## Entries from a collection
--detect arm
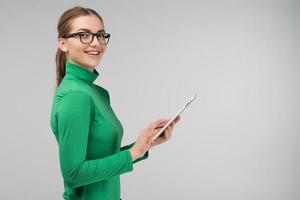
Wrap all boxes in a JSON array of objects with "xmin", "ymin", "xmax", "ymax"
[
  {"xmin": 120, "ymin": 142, "xmax": 149, "ymax": 164},
  {"xmin": 104, "ymin": 89, "xmax": 149, "ymax": 164},
  {"xmin": 57, "ymin": 92, "xmax": 133, "ymax": 188}
]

## Job
Lay out every line of the entries above as a Markdown table with the columns "No." and "Line", numbering the rows and omitting blank lines. Leave the pictures out of the table.

## Solution for this exercise
| No. | Line |
|---|---|
| 1 | --detect arm |
| 2 | Wrap all boxes in a JSON array of objects with "xmin", "ymin", "xmax", "ymax" |
| 3 | [ |
| 4 |   {"xmin": 120, "ymin": 142, "xmax": 149, "ymax": 164}, |
| 5 |   {"xmin": 104, "ymin": 89, "xmax": 149, "ymax": 164}, |
| 6 |   {"xmin": 57, "ymin": 92, "xmax": 133, "ymax": 188} |
| 7 | ] |